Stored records
______________________________

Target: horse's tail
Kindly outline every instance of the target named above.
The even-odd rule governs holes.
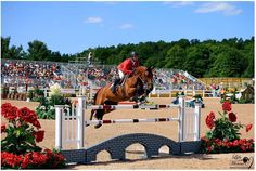
[[[101,90],[101,89],[100,89],[100,90]],[[95,105],[97,96],[98,96],[100,90],[98,90],[98,92],[95,93],[95,95],[94,95],[94,97],[93,97],[93,105]]]

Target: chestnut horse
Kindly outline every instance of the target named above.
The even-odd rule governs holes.
[[[116,88],[115,93],[111,91],[112,84],[101,88],[94,95],[93,105],[117,105],[118,102],[128,101],[132,97],[138,98],[142,96],[145,98],[153,90],[153,73],[151,67],[139,66],[130,75],[123,86]],[[92,109],[90,120],[94,117],[98,120],[102,120],[104,114],[112,111],[113,109]],[[100,128],[99,123],[95,128]]]

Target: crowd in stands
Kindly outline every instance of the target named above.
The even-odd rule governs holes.
[[[156,69],[155,87],[164,90],[205,89],[204,84],[178,69]],[[57,63],[38,63],[25,61],[2,61],[2,83],[21,83],[46,86],[60,82],[63,88],[77,88],[89,82],[97,87],[112,83],[117,77],[115,66],[87,67],[82,65],[59,65]],[[14,81],[15,80],[15,81]]]
[[[1,61],[1,83],[44,83],[46,80],[62,79],[60,65],[56,63]]]

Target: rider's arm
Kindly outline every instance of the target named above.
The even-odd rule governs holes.
[[[130,58],[127,58],[120,65],[121,65],[123,71],[125,74],[129,74],[130,75],[132,73],[132,70],[129,70],[129,69],[131,69],[131,65],[132,65]]]

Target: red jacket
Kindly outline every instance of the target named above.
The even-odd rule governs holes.
[[[123,63],[120,63],[117,68],[121,70],[123,73],[131,74],[135,68],[139,66],[139,61],[132,61],[131,58],[125,60]]]

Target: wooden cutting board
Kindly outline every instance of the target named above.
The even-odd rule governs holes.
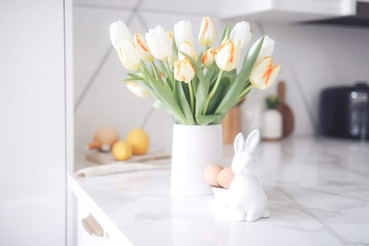
[[[286,84],[281,81],[278,84],[278,96],[280,98],[280,104],[278,108],[282,115],[283,136],[291,134],[294,127],[294,119],[292,110],[285,103]]]

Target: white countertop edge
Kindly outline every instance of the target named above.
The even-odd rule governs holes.
[[[89,212],[98,221],[114,243],[118,245],[134,246],[70,174],[67,175],[67,186],[78,198],[79,201],[89,207]]]

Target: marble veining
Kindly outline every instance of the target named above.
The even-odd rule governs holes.
[[[253,223],[171,196],[169,169],[73,179],[134,245],[369,245],[369,143],[294,138],[256,156],[271,217]]]

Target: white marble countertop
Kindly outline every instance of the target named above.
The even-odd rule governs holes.
[[[291,138],[261,143],[256,157],[271,213],[256,222],[215,218],[213,196],[171,196],[169,169],[68,186],[108,233],[135,246],[369,245],[369,143]]]

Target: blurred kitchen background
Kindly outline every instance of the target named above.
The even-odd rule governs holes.
[[[264,2],[258,3],[258,7],[267,4]],[[145,33],[158,24],[173,30],[176,22],[188,20],[195,37],[204,15],[214,13],[219,36],[226,25],[249,21],[253,32],[251,44],[264,33],[275,39],[273,58],[282,70],[272,87],[253,90],[242,105],[242,131],[247,133],[259,127],[258,119],[265,108],[264,98],[276,93],[277,82],[283,80],[287,85],[286,101],[294,115],[292,136],[315,134],[321,90],[369,80],[369,32],[368,25],[302,23],[302,20],[324,19],[334,11],[348,11],[352,1],[325,1],[327,6],[330,4],[329,8],[337,4],[341,8],[338,10],[322,8],[321,6],[324,6],[318,1],[301,2],[280,4],[280,8],[291,12],[272,9],[245,15],[253,11],[252,4],[225,1],[216,4],[212,1],[195,0],[74,1],[75,153],[77,162],[84,158],[85,146],[96,129],[103,126],[117,128],[124,138],[124,133],[145,122],[153,148],[169,149],[171,143],[171,116],[161,110],[152,110],[153,98],[134,96],[123,82],[127,70],[121,65],[109,39],[109,24],[118,20],[125,22],[132,34]],[[317,8],[318,6],[321,7]],[[200,48],[198,46],[198,51]]]

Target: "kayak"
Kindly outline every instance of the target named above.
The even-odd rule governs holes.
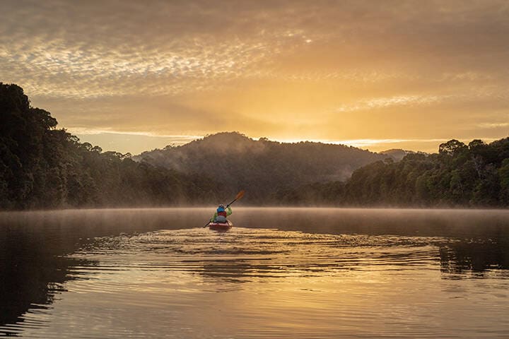
[[[211,230],[216,230],[220,231],[227,231],[230,230],[233,224],[228,220],[227,222],[209,222],[209,228]]]

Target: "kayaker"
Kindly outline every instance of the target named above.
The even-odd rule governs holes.
[[[227,210],[225,210],[224,205],[219,205],[216,210],[216,213],[211,218],[211,222],[228,222],[226,217],[232,213],[231,208],[228,205],[226,207]]]

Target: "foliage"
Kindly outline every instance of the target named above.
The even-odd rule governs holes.
[[[193,203],[215,198],[204,175],[139,163],[103,152],[57,129],[50,114],[30,107],[23,89],[0,83],[0,208]]]
[[[345,183],[279,190],[276,196],[289,204],[506,207],[509,138],[490,144],[474,140],[468,145],[451,140],[438,154],[378,161],[353,172]]]
[[[235,195],[245,189],[252,203],[264,203],[278,189],[345,180],[353,170],[385,157],[342,145],[255,141],[237,132],[223,132],[182,146],[145,152],[135,159],[185,173],[211,175],[223,184],[222,191]]]

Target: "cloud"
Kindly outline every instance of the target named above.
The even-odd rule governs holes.
[[[1,6],[0,81],[23,87],[64,127],[334,140],[506,134],[487,127],[507,119],[505,1]]]

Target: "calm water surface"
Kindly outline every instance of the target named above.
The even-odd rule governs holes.
[[[509,336],[509,211],[233,210],[0,213],[0,336]]]

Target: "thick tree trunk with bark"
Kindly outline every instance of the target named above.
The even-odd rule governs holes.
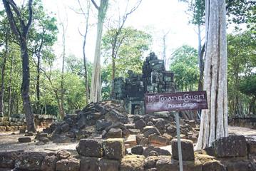
[[[7,42],[6,43],[6,50],[4,52],[4,63],[2,67],[1,73],[1,93],[0,93],[0,116],[4,116],[4,75],[5,75],[5,66],[6,64],[7,58]]]
[[[29,58],[28,53],[28,47],[26,45],[26,38],[29,27],[31,25],[33,11],[32,11],[32,2],[33,0],[29,1],[29,18],[28,19],[28,23],[26,25],[24,19],[22,18],[21,12],[19,8],[13,0],[6,1],[3,0],[5,11],[7,14],[8,19],[11,28],[11,30],[14,33],[19,43],[20,44],[21,58],[22,58],[22,83],[21,83],[21,98],[24,104],[24,109],[26,115],[26,125],[28,131],[36,133],[36,127],[34,123],[34,114],[32,111],[31,102],[29,97],[29,86],[30,86],[30,71],[29,71]],[[16,20],[14,17],[14,14],[11,9],[13,8],[15,14],[18,16],[21,29],[19,30]]]
[[[29,58],[28,48],[26,41],[21,41],[21,51],[22,56],[22,83],[21,83],[21,98],[23,100],[24,109],[26,115],[26,125],[28,131],[36,132],[35,124],[34,123],[34,114],[31,107],[31,101],[29,97],[30,85],[30,71],[29,71]]]
[[[6,28],[6,24],[4,24],[5,35],[5,51],[4,54],[4,63],[2,66],[1,83],[1,93],[0,93],[0,115],[4,116],[4,76],[5,67],[6,65],[7,54],[8,54],[8,38],[9,35],[9,30]]]
[[[206,0],[206,51],[204,90],[208,109],[203,110],[196,149],[210,147],[227,136],[227,34],[225,0]]]
[[[103,22],[108,9],[108,0],[101,0],[101,5],[98,6],[92,0],[95,7],[98,11],[97,24],[97,38],[94,53],[93,75],[91,77],[90,101],[98,102],[101,100],[101,37]]]
[[[13,65],[14,65],[14,55],[11,57],[11,68],[10,68],[10,82],[9,82],[9,90],[8,90],[8,117],[10,118],[11,117],[11,82],[12,82],[12,68],[13,68]]]

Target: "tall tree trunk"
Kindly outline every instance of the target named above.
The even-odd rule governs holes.
[[[8,90],[8,117],[10,118],[11,117],[11,82],[12,82],[12,68],[13,68],[13,65],[14,65],[14,55],[12,55],[11,57],[11,68],[10,68],[10,82],[9,82],[9,90]]]
[[[251,114],[252,108],[253,104],[255,103],[255,100],[256,100],[256,95],[252,98],[251,103],[250,103],[249,115]]]
[[[5,67],[6,65],[6,59],[8,54],[8,38],[9,35],[9,30],[6,28],[6,24],[4,24],[5,35],[5,51],[4,54],[4,63],[2,67],[1,74],[1,93],[0,93],[0,116],[4,116],[4,75],[5,75]]]
[[[39,114],[40,113],[40,62],[41,62],[41,50],[43,46],[43,41],[41,40],[40,47],[38,53],[36,55],[37,56],[37,76],[36,76],[36,113]]]
[[[34,114],[32,111],[31,102],[29,97],[29,86],[30,86],[30,70],[29,70],[29,58],[28,53],[28,47],[26,45],[26,38],[30,26],[32,23],[33,10],[32,10],[33,0],[29,1],[29,16],[27,24],[25,24],[25,19],[22,18],[21,12],[16,6],[13,0],[6,1],[3,0],[5,11],[6,11],[8,19],[15,36],[20,43],[21,58],[22,58],[22,83],[21,83],[21,98],[24,104],[24,109],[26,115],[26,125],[28,131],[36,132],[36,127],[34,123]],[[11,9],[11,6],[17,16],[19,21],[21,29],[16,25],[16,20],[14,17],[14,14]]]
[[[8,53],[8,43],[6,42],[6,50],[4,56],[4,63],[2,67],[1,73],[1,93],[0,93],[0,116],[4,116],[4,75],[5,75],[5,66],[6,64],[7,53]]]
[[[98,11],[97,24],[97,38],[94,53],[93,75],[91,77],[90,101],[98,102],[101,100],[101,37],[104,19],[108,9],[108,0],[101,0],[98,7],[92,0],[93,5]]]
[[[34,114],[31,107],[31,101],[29,97],[30,85],[30,69],[28,48],[25,41],[21,41],[21,51],[22,56],[22,83],[21,83],[21,98],[23,100],[24,109],[26,115],[26,125],[28,131],[36,132],[34,123]]]
[[[39,101],[40,101],[40,56],[37,56],[37,76],[36,76],[36,113],[39,114]]]
[[[208,109],[203,110],[196,149],[227,136],[227,34],[225,0],[206,0],[206,53],[204,90]]]
[[[68,19],[66,19],[66,21],[68,21]],[[63,84],[64,84],[64,64],[65,64],[65,60],[66,60],[66,31],[67,29],[67,27],[64,26],[64,21],[61,22],[61,27],[63,30],[63,34],[62,34],[62,43],[63,43],[63,54],[62,54],[62,69],[61,69],[61,118],[63,119],[65,116],[65,108],[64,108],[64,88],[63,88]]]
[[[88,105],[89,103],[89,88],[88,88],[88,73],[87,73],[87,66],[86,66],[86,35],[87,35],[87,28],[88,26],[86,26],[86,35],[84,36],[84,39],[83,39],[83,66],[84,66],[84,77],[86,78],[86,105]]]

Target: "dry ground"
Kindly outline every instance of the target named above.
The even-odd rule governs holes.
[[[21,143],[18,142],[18,138],[24,136],[14,133],[0,133],[0,152],[12,151],[18,150],[24,150],[30,151],[58,151],[59,150],[68,150],[76,153],[76,147],[78,141],[71,142],[66,144],[56,144],[49,142],[43,145],[36,145],[38,140],[35,140],[35,136],[31,137],[32,142]],[[256,130],[252,130],[247,128],[229,127],[230,135],[242,135],[249,138],[253,138],[256,140]],[[168,146],[163,147],[166,150],[170,150]]]

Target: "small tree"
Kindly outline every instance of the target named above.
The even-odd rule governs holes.
[[[97,24],[97,38],[95,48],[93,75],[91,76],[90,101],[97,102],[101,100],[101,36],[104,19],[108,9],[108,0],[101,0],[98,6],[94,0],[91,0],[94,6],[98,11]]]
[[[206,51],[204,90],[208,109],[201,115],[196,149],[227,136],[227,34],[225,0],[205,1]]]
[[[240,84],[239,89],[242,93],[252,96],[249,107],[248,114],[250,115],[256,100],[256,74],[244,77]]]

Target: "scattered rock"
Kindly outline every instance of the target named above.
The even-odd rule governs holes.
[[[103,130],[112,125],[113,121],[108,121],[107,120],[98,120],[96,122],[97,130]]]
[[[41,170],[43,171],[55,170],[58,160],[58,158],[55,155],[46,156],[42,162]]]
[[[24,152],[23,150],[0,152],[0,168],[14,168],[17,156]]]
[[[82,157],[80,160],[80,170],[96,171],[98,170],[101,158]]]
[[[145,137],[145,138],[148,138],[148,136],[152,134],[155,134],[157,135],[160,135],[160,133],[159,133],[158,130],[155,128],[152,128],[149,129],[148,131],[146,131],[143,134],[144,134],[144,137]]]
[[[242,157],[247,154],[246,140],[243,135],[231,135],[213,142],[214,154],[217,157]]]
[[[112,128],[107,133],[107,138],[121,138],[122,130],[120,128]]]
[[[138,145],[134,146],[133,147],[131,148],[131,152],[134,155],[141,155],[142,153],[143,152],[143,147],[140,145]]]
[[[121,160],[121,171],[143,171],[144,160],[143,155],[126,155]]]
[[[171,141],[172,144],[172,157],[176,160],[179,160],[178,151],[178,140],[173,139]],[[194,147],[193,141],[188,140],[180,140],[181,144],[181,153],[183,160],[194,160]]]
[[[93,139],[82,139],[76,146],[76,150],[82,156],[101,157],[103,153],[102,141]]]
[[[165,146],[167,144],[167,138],[163,136],[159,136],[155,134],[151,134],[148,136],[148,142],[150,144],[156,146]]]
[[[170,152],[168,150],[155,147],[153,145],[149,145],[148,147],[145,148],[142,155],[147,157],[151,151],[155,151],[158,152],[158,155],[170,155]]]
[[[120,162],[118,160],[101,159],[98,164],[98,170],[120,170]]]
[[[71,138],[68,136],[61,136],[59,138],[53,141],[54,143],[68,143],[71,142]]]
[[[47,153],[41,152],[24,152],[15,160],[15,168],[18,170],[40,170],[46,155]]]
[[[31,138],[29,137],[19,138],[18,141],[19,142],[31,142]]]
[[[143,119],[140,119],[135,123],[135,129],[142,130],[145,126],[146,124]]]
[[[137,145],[136,135],[130,135],[129,137],[125,142],[126,144],[128,144],[130,146],[134,146]]]
[[[105,155],[108,159],[121,160],[125,155],[122,138],[110,138],[103,141]]]
[[[78,171],[80,167],[80,161],[74,157],[68,157],[58,160],[56,162],[56,170],[59,171]]]
[[[57,152],[57,157],[59,160],[67,159],[71,155],[71,153],[67,150],[61,150]]]

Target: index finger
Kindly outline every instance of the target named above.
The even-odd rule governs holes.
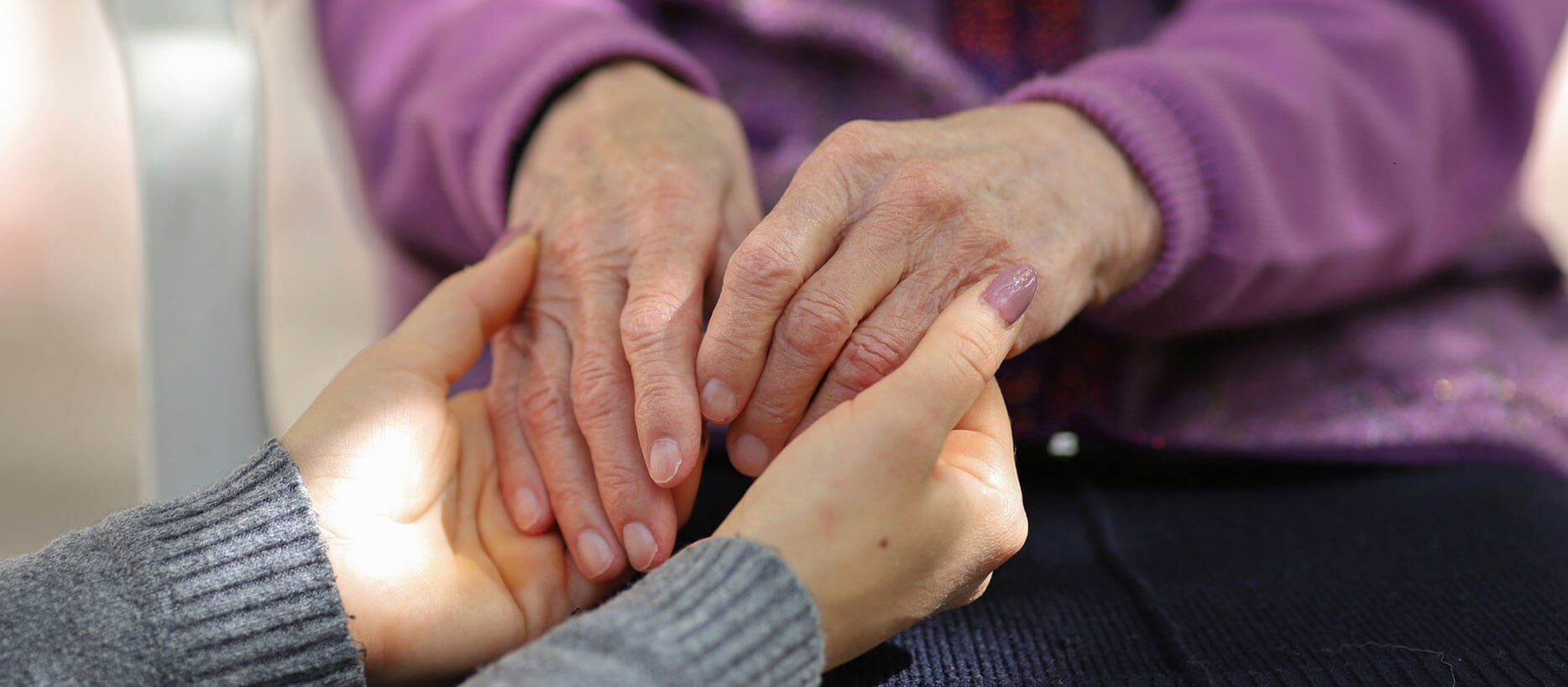
[[[941,445],[1007,359],[1038,282],[1014,265],[953,300],[908,361],[850,402],[869,433]]]
[[[539,240],[525,235],[448,276],[368,356],[450,386],[522,306],[538,256]]]

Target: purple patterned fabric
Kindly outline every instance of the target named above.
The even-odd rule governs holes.
[[[1508,444],[1568,469],[1568,301],[1538,242],[1496,221],[1568,3],[1085,2],[1093,55],[1008,78],[955,49],[947,5],[321,0],[318,19],[405,304],[502,234],[517,138],[607,60],[731,104],[765,204],[848,119],[1058,100],[1143,176],[1163,253],[1010,364],[1021,436],[1080,414],[1151,447]]]

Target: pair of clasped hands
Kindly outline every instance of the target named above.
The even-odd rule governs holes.
[[[828,665],[983,591],[1024,541],[1011,353],[1134,282],[1152,201],[1060,105],[855,122],[760,218],[729,110],[596,69],[528,141],[513,234],[281,439],[372,678],[458,674],[671,555],[729,423]],[[713,303],[702,329],[706,303]],[[491,387],[447,398],[492,344]]]

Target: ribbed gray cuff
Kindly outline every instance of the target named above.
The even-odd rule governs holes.
[[[364,682],[310,499],[276,441],[209,489],[113,519],[141,540],[116,549],[140,558],[179,681]]]
[[[798,685],[822,662],[815,602],[778,554],[706,540],[472,684]]]

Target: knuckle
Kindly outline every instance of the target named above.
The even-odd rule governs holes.
[[[808,356],[837,350],[855,326],[850,306],[820,290],[801,292],[784,311],[779,340]]]
[[[530,434],[555,436],[568,431],[571,405],[566,384],[538,376],[522,391],[519,411]]]
[[[596,461],[594,478],[599,480],[599,497],[610,513],[624,513],[643,500],[643,493],[652,485],[648,467],[635,467],[616,461]]]
[[[839,356],[840,383],[853,392],[862,392],[891,375],[906,358],[908,344],[902,337],[875,328],[856,329]]]
[[[583,522],[588,513],[599,508],[599,493],[593,483],[571,478],[546,480],[544,491],[563,524]]]
[[[621,339],[627,353],[657,350],[671,342],[670,328],[684,301],[668,293],[635,296],[621,311]]]
[[[887,185],[887,202],[922,215],[952,215],[964,202],[956,174],[930,157],[909,157]]]
[[[767,237],[753,237],[729,257],[724,290],[754,300],[770,300],[782,290],[781,285],[793,287],[795,271],[792,251]]]
[[[958,380],[964,384],[978,384],[996,373],[991,342],[969,329],[953,331],[949,337],[947,367],[958,375]]]
[[[883,136],[883,124],[870,119],[853,119],[840,124],[826,138],[820,149],[829,157],[859,157],[872,152]]]
[[[787,433],[795,428],[795,422],[800,419],[800,409],[793,408],[793,403],[787,402],[782,394],[775,397],[753,397],[751,405],[746,406],[746,427],[757,436],[767,434],[770,431]]]
[[[604,356],[582,356],[572,365],[572,408],[582,427],[601,427],[621,406],[626,375]]]
[[[635,196],[646,213],[662,216],[674,209],[701,202],[704,193],[698,182],[685,174],[651,174],[640,182]]]

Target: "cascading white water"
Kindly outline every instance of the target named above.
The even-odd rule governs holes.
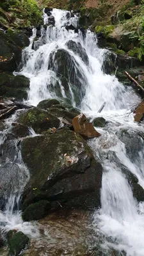
[[[79,70],[83,75],[79,78],[83,85],[80,90],[85,90],[84,95],[81,95],[81,104],[77,104],[69,81],[71,102],[74,106],[78,105],[92,119],[102,116],[108,122],[106,128],[99,129],[102,136],[89,143],[104,168],[102,207],[100,212],[95,212],[93,227],[96,232],[105,237],[103,247],[124,250],[127,256],[143,256],[144,205],[143,203],[138,204],[134,198],[131,185],[120,165],[125,166],[137,177],[144,188],[143,145],[137,152],[137,160],[132,161],[126,151],[126,145],[118,136],[122,129],[134,132],[141,132],[141,127],[134,123],[133,115],[129,111],[140,99],[130,87],[124,87],[115,76],[104,74],[102,64],[106,50],[98,47],[94,33],[88,30],[83,35],[80,30],[75,33],[74,30],[65,29],[66,25],[76,26],[78,20],[76,15],[74,17],[67,18],[68,13],[54,9],[52,15],[55,19],[55,26],[47,26],[46,30],[42,28],[41,37],[33,46],[33,39],[36,35],[34,31],[29,46],[23,51],[23,67],[19,74],[30,79],[28,99],[30,104],[36,106],[43,99],[58,97],[56,93],[58,84],[61,95],[67,98],[65,88],[56,72],[56,67],[54,70],[48,67],[51,54],[55,54],[59,49],[65,50],[71,56],[76,66],[74,76],[78,76]],[[47,16],[44,12],[44,19],[46,24]],[[88,63],[83,61],[78,53],[68,47],[67,43],[70,40],[81,44],[88,56]],[[32,45],[34,49],[31,49]],[[104,110],[98,114],[98,110],[104,102]],[[109,157],[111,154],[113,157],[112,160]],[[116,163],[116,157],[120,164]],[[109,237],[110,241],[108,239]]]
[[[17,114],[13,114],[6,122],[6,129],[0,132],[1,189],[2,202],[6,205],[0,211],[0,231],[3,234],[10,230],[16,228],[24,233],[36,237],[38,232],[31,223],[23,222],[19,209],[20,198],[24,188],[29,180],[29,171],[24,165],[21,156],[21,150],[17,145],[19,140],[13,139],[8,141],[11,134],[12,123],[17,120]],[[29,129],[29,136],[35,136]],[[6,145],[6,148],[4,145]],[[5,190],[5,194],[4,191]]]

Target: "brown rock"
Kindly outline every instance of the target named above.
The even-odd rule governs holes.
[[[72,125],[75,132],[79,133],[87,138],[92,138],[101,135],[95,129],[92,123],[88,123],[86,116],[82,113],[73,118]]]
[[[140,121],[144,115],[144,102],[141,102],[138,108],[134,110],[134,113],[136,114],[134,116],[134,122]]]

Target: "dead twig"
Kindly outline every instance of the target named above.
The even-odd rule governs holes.
[[[132,77],[132,76],[130,76],[130,74],[127,71],[125,71],[125,74],[131,82],[134,83],[134,84],[136,84],[141,91],[144,92],[143,88],[140,84],[139,84],[139,83],[133,77]]]

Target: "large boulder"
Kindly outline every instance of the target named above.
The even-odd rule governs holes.
[[[140,122],[143,119],[144,115],[144,102],[141,102],[134,111],[134,121]]]
[[[36,132],[42,133],[49,128],[58,128],[60,121],[49,113],[33,108],[23,113],[18,122],[24,125],[31,127]]]
[[[26,138],[22,142],[22,156],[30,172],[23,209],[41,200],[58,200],[65,204],[74,198],[77,206],[86,208],[79,203],[82,195],[83,200],[89,198],[88,207],[99,205],[102,166],[79,135],[65,128],[52,135]]]
[[[36,220],[47,215],[47,211],[51,209],[49,201],[42,200],[31,204],[22,213],[22,217],[24,221]]]
[[[48,69],[54,71],[62,79],[61,83],[68,98],[72,97],[70,86],[77,106],[80,104],[85,95],[87,79],[74,58],[62,49],[53,51],[50,54]]]
[[[60,104],[60,101],[56,99],[47,99],[40,101],[37,105],[37,108],[41,109],[47,109],[53,105]]]
[[[83,113],[74,118],[72,125],[75,132],[79,133],[84,137],[92,138],[100,136],[100,134],[93,127],[92,123],[89,123],[86,116]]]
[[[7,234],[7,240],[10,255],[18,256],[28,244],[29,239],[20,231],[10,230]]]
[[[13,72],[18,68],[22,49],[29,44],[29,38],[23,32],[10,30],[6,34],[0,31],[0,70]]]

______________________________

What you need to do
Please pick out each line in the items above that contains the string "rock" and copy those lines. Letter case matters.

Written response
Target: "scattered rock"
Target: "brown rock"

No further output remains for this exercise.